(Point annotation dataset records)

** Begin **

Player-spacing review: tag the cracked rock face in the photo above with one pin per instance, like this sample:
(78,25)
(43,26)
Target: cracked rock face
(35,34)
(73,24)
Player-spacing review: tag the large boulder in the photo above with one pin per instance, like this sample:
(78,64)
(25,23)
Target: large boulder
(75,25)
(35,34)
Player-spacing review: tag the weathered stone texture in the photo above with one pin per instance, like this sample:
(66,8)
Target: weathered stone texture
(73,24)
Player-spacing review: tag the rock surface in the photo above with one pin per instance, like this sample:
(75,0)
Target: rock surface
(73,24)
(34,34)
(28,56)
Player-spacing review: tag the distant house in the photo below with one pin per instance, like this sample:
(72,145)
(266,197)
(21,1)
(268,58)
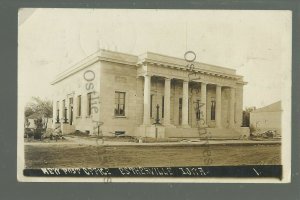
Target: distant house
(267,118)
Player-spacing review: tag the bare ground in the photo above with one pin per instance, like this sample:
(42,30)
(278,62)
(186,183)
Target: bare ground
(77,156)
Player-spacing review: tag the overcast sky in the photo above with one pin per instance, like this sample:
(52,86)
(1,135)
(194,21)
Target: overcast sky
(255,43)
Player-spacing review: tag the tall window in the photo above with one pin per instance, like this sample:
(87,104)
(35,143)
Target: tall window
(64,109)
(57,111)
(119,103)
(89,103)
(151,102)
(162,107)
(213,109)
(79,105)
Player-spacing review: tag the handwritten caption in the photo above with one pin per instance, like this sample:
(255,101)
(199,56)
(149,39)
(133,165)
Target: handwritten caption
(127,171)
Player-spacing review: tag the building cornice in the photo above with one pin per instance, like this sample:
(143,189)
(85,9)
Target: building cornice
(152,59)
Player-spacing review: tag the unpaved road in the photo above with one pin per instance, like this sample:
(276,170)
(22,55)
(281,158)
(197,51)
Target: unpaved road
(76,155)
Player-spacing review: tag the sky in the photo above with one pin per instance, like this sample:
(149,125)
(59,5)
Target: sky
(255,43)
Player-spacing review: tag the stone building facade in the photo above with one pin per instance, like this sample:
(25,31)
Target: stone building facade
(111,93)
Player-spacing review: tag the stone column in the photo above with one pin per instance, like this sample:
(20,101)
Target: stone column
(203,101)
(218,106)
(167,101)
(147,87)
(231,111)
(185,103)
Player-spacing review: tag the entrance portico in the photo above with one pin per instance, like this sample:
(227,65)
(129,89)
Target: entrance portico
(216,92)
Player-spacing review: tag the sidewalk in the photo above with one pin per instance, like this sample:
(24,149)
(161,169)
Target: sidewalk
(185,142)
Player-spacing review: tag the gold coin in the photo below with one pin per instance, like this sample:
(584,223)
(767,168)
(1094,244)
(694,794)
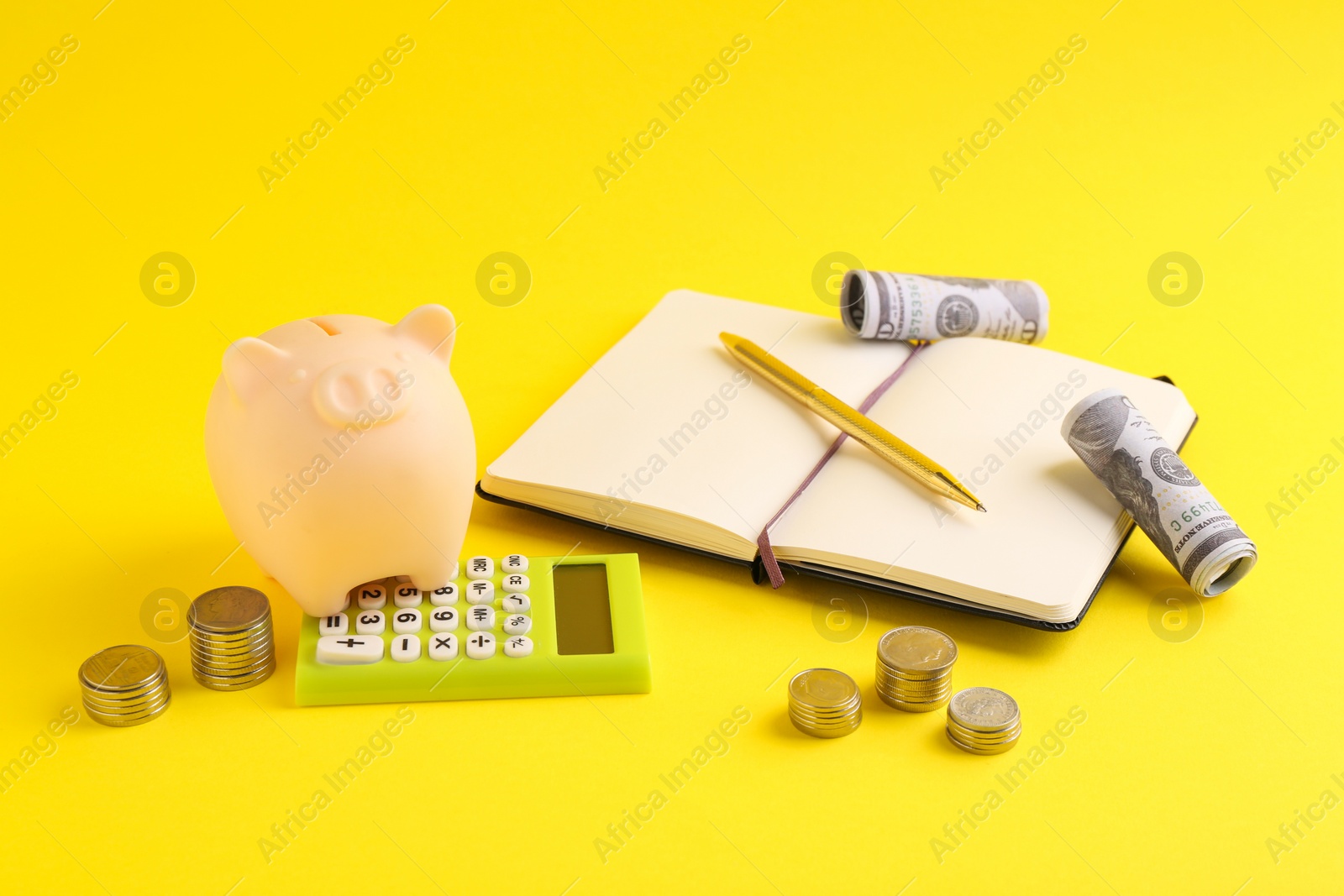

** End **

Reproduce every one of the records above word for word, leaving out the pictures.

- Completed task -
Player-spacing review: tag the cracked rock face in the photo above with one pin per instance, like this sample:
(78,25)
(43,26)
Target: cracked rock face
(35,34)
(73,24)
Player-spacing review: tag the large boulder in the photo above with one pin per instance, like this sample:
(78,64)
(25,23)
Target: large boulder
(75,25)
(35,34)
Player-spacing review: tag the weathered stone texture in the photo above with one pin per instance, like this sample:
(66,8)
Target: weathered stone texture
(73,24)
Player-spacing review: tag the rock surface in the photo above with one pin per instance, like this sample:
(75,0)
Target: rock surface
(73,24)
(34,34)
(28,56)
Player-spacing review: tag the distant house in the photo below with one pin per instance, like this sample:
(72,145)
(266,197)
(21,1)
(268,58)
Target: distant house
(267,118)
Player-spacing review: tag the bare ground in the photo above with one pin per instance, like this sample:
(42,30)
(278,62)
(186,183)
Target: bare ground
(77,156)
Player-spacing review: tag the overcast sky in the photo above with one pin per instance, like this sample:
(52,86)
(1,135)
(194,21)
Target: overcast sky
(255,43)
Player-spacing review: tag the tall window in the photo above with one pin per instance, like this sample:
(87,104)
(35,143)
Target: tall window
(64,109)
(57,111)
(119,103)
(89,103)
(151,102)
(162,107)
(213,109)
(79,105)
Player-spacing review: tag the handwritten caption in the photo above with one pin per instance, like this sample:
(255,101)
(199,56)
(149,39)
(133,165)
Target: handwritten caption
(127,171)
Player-spacing review: tag the building cornice in the photo above with one pin per instance, like this sample:
(143,189)
(85,9)
Target: building cornice
(152,59)
Player-spacing review: tag the unpaved road in the photo above with one pin per instance, like this sample:
(276,170)
(22,55)
(281,158)
(197,51)
Target: unpaved road
(76,155)
Player-spacing review: tag the sky in the photo above with one pin per instance, like this sample:
(149,125)
(59,5)
Target: sky
(255,43)
Player-spacing review: tag the stone building facade in the photo above with one pin per instance, like this sample:
(25,31)
Target: stone building facade
(111,93)
Player-spacing review: tag the stone column in the photo above with one pin per instance, like this sample:
(20,101)
Target: stone column
(203,101)
(218,106)
(167,101)
(147,87)
(231,111)
(185,103)
Player-spacing review: tag the entrance portico in the photo above with one pin per instance, like this sample:
(227,65)
(129,89)
Target: entrance portico
(216,92)
Player-spacing review: tag the sidewalk in the photo above with one pin per instance, like this sample:
(24,149)
(161,169)
Target: sidewalk
(185,142)
Player-spacing review: tag the gold coin in the photo below with one pin per instance, like this sample:
(584,223)
(767,168)
(1094,244)
(694,794)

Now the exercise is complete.